* Exercise goal *
Each entry should be written out again exactly, so that nothing is lost.

***** Dataset excerpts

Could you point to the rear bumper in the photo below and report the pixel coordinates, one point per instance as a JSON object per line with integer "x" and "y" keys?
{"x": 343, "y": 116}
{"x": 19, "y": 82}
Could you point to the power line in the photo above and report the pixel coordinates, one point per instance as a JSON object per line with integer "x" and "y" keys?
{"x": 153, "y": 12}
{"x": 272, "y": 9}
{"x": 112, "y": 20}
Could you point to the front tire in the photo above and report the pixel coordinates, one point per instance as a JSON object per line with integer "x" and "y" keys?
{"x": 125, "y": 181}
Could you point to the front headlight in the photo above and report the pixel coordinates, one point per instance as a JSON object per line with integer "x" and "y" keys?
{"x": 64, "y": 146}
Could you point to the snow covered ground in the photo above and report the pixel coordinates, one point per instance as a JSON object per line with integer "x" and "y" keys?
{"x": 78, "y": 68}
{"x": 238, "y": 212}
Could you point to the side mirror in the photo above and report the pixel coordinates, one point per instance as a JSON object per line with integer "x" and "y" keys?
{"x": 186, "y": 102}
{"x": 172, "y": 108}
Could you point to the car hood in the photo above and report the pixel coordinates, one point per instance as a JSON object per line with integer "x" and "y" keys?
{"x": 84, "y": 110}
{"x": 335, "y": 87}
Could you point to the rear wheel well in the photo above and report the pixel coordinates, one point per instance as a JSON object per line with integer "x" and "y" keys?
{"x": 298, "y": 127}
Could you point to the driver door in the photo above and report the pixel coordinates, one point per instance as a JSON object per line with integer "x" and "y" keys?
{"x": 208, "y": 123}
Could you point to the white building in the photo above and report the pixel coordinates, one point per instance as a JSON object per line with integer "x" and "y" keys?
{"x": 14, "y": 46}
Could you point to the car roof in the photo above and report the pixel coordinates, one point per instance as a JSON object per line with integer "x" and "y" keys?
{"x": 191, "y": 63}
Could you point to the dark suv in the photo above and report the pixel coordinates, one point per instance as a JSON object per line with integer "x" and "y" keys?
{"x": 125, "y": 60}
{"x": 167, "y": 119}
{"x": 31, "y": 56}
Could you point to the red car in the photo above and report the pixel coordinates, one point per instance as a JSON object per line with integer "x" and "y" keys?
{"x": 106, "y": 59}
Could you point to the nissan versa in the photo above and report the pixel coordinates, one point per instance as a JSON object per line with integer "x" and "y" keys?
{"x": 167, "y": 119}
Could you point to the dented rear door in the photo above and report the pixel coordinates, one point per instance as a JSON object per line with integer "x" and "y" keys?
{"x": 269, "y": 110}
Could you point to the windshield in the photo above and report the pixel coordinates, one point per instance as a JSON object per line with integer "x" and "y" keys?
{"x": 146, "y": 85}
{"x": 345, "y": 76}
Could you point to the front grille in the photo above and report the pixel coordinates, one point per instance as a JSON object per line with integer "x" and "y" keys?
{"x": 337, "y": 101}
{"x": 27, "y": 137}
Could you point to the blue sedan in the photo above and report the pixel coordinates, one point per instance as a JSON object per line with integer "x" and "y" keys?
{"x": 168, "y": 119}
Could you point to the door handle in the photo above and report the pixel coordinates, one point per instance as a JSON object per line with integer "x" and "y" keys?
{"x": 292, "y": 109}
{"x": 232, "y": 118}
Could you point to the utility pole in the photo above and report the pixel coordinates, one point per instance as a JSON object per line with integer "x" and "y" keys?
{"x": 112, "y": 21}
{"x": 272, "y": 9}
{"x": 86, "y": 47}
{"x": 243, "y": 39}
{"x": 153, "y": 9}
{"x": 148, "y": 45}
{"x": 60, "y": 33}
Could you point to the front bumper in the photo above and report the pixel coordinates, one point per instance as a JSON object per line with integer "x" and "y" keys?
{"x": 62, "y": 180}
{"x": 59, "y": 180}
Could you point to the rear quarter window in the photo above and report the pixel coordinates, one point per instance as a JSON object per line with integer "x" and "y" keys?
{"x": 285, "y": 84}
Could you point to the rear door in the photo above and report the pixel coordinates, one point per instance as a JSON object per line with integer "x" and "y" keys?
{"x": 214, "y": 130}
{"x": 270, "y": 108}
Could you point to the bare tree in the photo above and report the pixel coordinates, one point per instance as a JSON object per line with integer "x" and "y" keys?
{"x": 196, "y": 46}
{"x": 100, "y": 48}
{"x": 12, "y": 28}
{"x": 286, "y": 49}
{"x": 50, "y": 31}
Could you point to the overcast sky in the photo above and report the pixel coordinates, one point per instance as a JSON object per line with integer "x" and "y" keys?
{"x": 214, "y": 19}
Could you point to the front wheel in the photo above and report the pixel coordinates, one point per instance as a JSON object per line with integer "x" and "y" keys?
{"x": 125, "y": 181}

**********

* Problem solution *
Could you point to the rear bumper in the photo below and report the pixel coordinates, one point per instance as a JSON object per line with integer "x" and "y" keys?
{"x": 343, "y": 116}
{"x": 19, "y": 82}
Could you point to the power line in the photo above and report the pixel coordinates, one point per instance as a JSON object per line with integer "x" and "y" keys?
{"x": 153, "y": 12}
{"x": 272, "y": 9}
{"x": 112, "y": 20}
Could you point to the front tire in the photo above and report the pixel coordinates, one point per instance as a JSON object per line with integer "x" and "y" keys?
{"x": 125, "y": 181}
Could you point to the front headlight in the photo above and report the pixel coordinates, one point per instance as a JSON object per line with integer "x" and "y" keys?
{"x": 64, "y": 146}
Could you point to the snow covered ground in the photo above and report the pixel coordinates, one point per instance as a JSON object per line with integer "x" and "y" keys?
{"x": 78, "y": 68}
{"x": 238, "y": 212}
Could you point to the side mirror in the photo above and report the pixel coordinates, one point per instance as a JSON object per line with integer "x" and "y" keys?
{"x": 186, "y": 102}
{"x": 172, "y": 108}
Could you point to the car hood in the photo above and report the pixel coordinates, one point per instance as a JSON object per line with integer "x" and "y" keys?
{"x": 84, "y": 110}
{"x": 335, "y": 87}
Could you point to the rear wheel well in the photo above and report the pixel coordinates, one point per instance as a JSON object per line with integer "x" and "y" keys?
{"x": 298, "y": 127}
Could you point to the driver door in the photo above and report the pixel coordinates, one point per instance as a JSON object per line with integer "x" and "y" keys?
{"x": 208, "y": 123}
Could you point to the white building in the photo above and report the pixel coordinates, one point per instance as a JSON object per line with integer "x" and "y" keys?
{"x": 14, "y": 46}
Could you point to the car roof in the photo above and report the pixel coordinates, one point per instance as a JSON object per line with integer "x" and "y" keys?
{"x": 191, "y": 63}
Could you point to the dark suv in the photo above and report the pixel coordinates, one point per instance as a JSON object per line with integer "x" and "y" keys?
{"x": 125, "y": 60}
{"x": 167, "y": 119}
{"x": 31, "y": 56}
Could you point to the red car in the photo above and report the pixel coordinates, one point per instance as a JSON object per line with integer "x" and "y" keys?
{"x": 106, "y": 59}
Could you point to the nissan versa in the photo above and report the pixel coordinates, one point per instance as a JSON object per line with integer "x" and "y" keys?
{"x": 167, "y": 119}
Could you point to the dented rear door in the photo above and report the pixel coordinates, one point per instance as a JSON object per line with integer "x" and "y" keys?
{"x": 269, "y": 110}
Could you point to the windshield in the photo above and report the pixel coordinates, one point per instance as a JSON object per line with integer "x" and "y" keys?
{"x": 146, "y": 85}
{"x": 345, "y": 76}
Could you point to the front grille in the photo above and report the pixel coordinates, one point per instance as a JSON object per line with integer "x" and "y" keys?
{"x": 337, "y": 101}
{"x": 27, "y": 137}
Could you point to the blue sedan in the photo above and report the pixel coordinates, one point per instance as a JSON object per line with integer "x" and "y" keys?
{"x": 168, "y": 119}
Could you point to the door handle in the photo above and report the pixel coordinates, one point per instance as a JSON object per line with integer "x" and "y" keys?
{"x": 292, "y": 109}
{"x": 232, "y": 118}
Could you point to the utility pole in the photo above and report the pixel coordinates, one point per instance as a JSON object per line with integer "x" and "y" keys?
{"x": 112, "y": 21}
{"x": 272, "y": 9}
{"x": 86, "y": 47}
{"x": 243, "y": 39}
{"x": 153, "y": 9}
{"x": 148, "y": 45}
{"x": 60, "y": 33}
Could you point to the front bumper in the photo above and report the pixel coordinates, one point per instance as a JSON object per line with integer "x" and "y" keys?
{"x": 62, "y": 180}
{"x": 59, "y": 180}
Could you point to the rear quarter window in the photo above and report the pixel coordinates, one point per instance as a JSON object per line with integer "x" and "y" keys?
{"x": 285, "y": 84}
Could you point to the rear door in the photo above and report the pixel coordinates, one point per instance as a JSON object per line with integer "x" and "y" keys?
{"x": 214, "y": 130}
{"x": 270, "y": 108}
Could you point to the bare tree in the photo above and report the pixel coordinates, one point per instance as a JSON object per line with integer "x" and "y" keys?
{"x": 196, "y": 46}
{"x": 100, "y": 48}
{"x": 12, "y": 28}
{"x": 286, "y": 49}
{"x": 50, "y": 31}
Could you point to the overcast sky in the photo above and report the pixel coordinates, one point per instance as a JSON object per line with integer "x" and "y" keys?
{"x": 214, "y": 19}
Could you point to the front wheel in the photo above and report the pixel coordinates, one point per instance as a JSON object per line with integer "x" and "y" keys?
{"x": 125, "y": 181}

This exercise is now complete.